• [Problem requirements]: Pick out each line in the entries below that contains the word "window" and copy it in full.

Extracted records

+ + + +

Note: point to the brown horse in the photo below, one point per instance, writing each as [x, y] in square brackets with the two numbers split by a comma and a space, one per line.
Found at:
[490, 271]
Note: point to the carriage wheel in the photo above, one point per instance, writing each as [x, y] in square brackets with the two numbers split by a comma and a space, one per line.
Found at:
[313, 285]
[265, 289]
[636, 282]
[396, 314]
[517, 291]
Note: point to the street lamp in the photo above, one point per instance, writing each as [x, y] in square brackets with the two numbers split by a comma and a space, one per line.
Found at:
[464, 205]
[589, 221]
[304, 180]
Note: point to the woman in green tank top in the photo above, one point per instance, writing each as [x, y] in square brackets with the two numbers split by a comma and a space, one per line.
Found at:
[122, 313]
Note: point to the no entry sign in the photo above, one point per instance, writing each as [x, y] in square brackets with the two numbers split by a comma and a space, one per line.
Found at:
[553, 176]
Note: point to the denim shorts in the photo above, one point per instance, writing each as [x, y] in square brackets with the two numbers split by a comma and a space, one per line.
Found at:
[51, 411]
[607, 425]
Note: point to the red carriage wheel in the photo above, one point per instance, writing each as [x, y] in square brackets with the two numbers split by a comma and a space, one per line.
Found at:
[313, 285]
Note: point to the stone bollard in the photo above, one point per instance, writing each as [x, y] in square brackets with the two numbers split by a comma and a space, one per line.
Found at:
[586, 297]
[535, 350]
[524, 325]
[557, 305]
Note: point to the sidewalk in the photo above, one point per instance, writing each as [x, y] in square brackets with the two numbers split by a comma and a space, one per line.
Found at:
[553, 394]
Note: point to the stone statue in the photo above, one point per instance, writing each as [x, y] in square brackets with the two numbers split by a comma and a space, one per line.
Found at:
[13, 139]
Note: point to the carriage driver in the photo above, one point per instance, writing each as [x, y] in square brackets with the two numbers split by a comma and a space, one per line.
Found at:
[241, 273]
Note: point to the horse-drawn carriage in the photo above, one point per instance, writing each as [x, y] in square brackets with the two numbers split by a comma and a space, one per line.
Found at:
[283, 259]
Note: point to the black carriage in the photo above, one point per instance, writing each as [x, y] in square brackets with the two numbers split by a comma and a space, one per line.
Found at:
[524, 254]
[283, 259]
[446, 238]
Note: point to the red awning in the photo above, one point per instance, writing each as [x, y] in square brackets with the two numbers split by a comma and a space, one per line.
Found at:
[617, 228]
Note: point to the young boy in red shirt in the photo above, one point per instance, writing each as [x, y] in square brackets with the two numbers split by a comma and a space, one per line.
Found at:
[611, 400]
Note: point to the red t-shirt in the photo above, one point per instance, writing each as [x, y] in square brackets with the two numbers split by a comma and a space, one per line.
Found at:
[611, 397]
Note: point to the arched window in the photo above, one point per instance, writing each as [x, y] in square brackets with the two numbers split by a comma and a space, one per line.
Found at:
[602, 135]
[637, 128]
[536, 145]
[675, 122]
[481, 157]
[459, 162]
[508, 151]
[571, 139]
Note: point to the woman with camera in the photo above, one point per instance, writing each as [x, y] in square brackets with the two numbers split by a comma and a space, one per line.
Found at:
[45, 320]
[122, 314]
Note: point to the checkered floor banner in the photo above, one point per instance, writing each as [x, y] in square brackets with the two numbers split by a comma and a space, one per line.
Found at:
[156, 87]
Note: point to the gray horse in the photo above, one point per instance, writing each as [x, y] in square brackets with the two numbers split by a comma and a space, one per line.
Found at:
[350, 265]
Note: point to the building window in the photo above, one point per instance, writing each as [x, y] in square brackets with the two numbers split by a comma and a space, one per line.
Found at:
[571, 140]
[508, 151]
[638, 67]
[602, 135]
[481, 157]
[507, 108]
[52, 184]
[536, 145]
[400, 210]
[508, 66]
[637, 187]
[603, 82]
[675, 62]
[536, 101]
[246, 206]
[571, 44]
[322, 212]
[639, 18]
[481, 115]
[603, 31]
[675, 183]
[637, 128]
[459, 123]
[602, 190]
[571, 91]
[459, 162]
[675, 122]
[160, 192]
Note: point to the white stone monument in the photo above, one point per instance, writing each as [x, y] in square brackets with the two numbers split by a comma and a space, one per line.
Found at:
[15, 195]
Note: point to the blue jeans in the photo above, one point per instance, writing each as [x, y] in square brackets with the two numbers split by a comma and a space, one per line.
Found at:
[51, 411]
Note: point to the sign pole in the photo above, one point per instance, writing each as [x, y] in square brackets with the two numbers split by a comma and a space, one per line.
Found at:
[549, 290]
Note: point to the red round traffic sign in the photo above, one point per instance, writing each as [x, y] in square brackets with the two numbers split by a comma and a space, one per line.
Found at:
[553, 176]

+ + + +

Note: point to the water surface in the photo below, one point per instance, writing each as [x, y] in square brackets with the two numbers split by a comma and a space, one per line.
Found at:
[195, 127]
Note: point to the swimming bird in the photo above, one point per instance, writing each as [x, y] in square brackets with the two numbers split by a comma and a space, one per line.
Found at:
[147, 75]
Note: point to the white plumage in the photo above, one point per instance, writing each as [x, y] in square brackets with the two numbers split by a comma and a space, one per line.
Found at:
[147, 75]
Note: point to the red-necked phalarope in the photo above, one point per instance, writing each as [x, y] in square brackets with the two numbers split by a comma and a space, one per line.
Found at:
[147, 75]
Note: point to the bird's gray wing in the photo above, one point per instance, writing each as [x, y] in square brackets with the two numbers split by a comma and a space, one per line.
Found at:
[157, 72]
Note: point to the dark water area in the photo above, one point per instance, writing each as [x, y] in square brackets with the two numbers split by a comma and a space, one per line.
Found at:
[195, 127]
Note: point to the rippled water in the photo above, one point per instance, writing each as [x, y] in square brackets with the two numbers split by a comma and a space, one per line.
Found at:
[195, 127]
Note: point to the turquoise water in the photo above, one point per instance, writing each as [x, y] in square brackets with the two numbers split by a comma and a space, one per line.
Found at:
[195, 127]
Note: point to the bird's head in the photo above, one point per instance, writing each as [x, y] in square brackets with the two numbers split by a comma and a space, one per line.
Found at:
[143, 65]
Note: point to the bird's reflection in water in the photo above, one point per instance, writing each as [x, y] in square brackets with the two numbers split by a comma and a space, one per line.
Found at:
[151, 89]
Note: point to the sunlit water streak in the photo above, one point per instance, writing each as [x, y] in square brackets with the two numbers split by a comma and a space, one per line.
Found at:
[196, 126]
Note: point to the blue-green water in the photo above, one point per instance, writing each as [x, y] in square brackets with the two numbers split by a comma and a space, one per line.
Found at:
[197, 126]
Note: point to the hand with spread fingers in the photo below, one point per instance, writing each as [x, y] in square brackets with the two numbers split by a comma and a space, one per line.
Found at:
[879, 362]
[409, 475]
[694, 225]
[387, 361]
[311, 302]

+ + + +

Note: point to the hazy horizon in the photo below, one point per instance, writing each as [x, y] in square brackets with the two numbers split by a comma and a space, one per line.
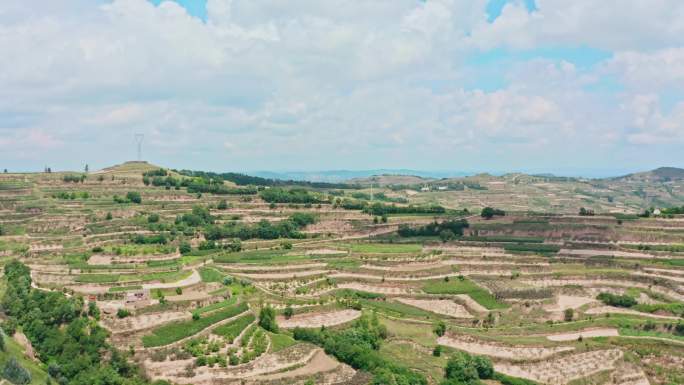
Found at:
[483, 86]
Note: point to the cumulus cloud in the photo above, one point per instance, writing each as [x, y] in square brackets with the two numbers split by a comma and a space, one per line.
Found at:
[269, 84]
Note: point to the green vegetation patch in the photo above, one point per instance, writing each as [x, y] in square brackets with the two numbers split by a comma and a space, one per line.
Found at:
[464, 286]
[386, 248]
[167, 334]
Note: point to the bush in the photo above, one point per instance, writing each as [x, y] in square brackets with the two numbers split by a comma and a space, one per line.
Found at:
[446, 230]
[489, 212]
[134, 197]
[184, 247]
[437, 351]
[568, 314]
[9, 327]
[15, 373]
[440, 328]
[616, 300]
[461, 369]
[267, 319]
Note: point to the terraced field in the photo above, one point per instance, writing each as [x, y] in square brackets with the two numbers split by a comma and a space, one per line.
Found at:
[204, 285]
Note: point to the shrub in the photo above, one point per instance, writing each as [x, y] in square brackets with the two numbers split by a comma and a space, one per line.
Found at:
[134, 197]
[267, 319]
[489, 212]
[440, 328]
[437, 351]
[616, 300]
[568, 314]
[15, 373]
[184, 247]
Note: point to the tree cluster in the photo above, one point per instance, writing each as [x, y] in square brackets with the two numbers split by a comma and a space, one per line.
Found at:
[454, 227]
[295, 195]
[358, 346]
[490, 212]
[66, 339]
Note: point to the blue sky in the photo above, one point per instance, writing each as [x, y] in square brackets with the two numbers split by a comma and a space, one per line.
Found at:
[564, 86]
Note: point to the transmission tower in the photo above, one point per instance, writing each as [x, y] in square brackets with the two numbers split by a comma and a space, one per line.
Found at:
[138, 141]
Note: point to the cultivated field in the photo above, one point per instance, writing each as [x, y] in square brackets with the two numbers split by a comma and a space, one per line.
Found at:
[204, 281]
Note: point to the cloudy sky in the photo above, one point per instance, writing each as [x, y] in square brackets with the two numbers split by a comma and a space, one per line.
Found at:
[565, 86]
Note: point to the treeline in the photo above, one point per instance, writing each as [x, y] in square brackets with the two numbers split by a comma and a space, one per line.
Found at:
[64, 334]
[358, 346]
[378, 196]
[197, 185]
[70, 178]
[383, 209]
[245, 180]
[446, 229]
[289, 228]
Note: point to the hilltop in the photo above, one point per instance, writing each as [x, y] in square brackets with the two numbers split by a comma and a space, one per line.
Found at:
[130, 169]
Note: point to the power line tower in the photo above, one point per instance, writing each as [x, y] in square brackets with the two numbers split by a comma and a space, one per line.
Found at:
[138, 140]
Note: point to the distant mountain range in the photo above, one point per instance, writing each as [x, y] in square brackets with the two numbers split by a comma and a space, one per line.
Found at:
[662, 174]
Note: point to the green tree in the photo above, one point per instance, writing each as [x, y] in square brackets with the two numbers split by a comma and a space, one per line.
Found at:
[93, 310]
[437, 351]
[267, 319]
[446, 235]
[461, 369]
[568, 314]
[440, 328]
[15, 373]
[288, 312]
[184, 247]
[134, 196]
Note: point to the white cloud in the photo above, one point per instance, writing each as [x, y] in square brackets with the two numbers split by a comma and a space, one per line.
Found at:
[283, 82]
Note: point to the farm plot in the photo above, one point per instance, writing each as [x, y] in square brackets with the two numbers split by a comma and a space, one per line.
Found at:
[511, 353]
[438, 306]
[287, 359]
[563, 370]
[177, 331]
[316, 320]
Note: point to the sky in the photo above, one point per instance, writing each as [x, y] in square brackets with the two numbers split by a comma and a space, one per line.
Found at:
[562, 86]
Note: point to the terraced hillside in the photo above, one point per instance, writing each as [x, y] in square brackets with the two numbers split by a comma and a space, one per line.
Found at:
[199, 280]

+ + + +

• [Solution to the exercise]:
Note: point to the arched window in the photo above, one point per instance, writing each as [x, y] in square brackets with the two numbers split by a comma and a space, one per line.
Note: point to the building window in the photo above, one point per instance, writing each as [x, y] in square brackets with the two numbers split by a comma and a space, one per line.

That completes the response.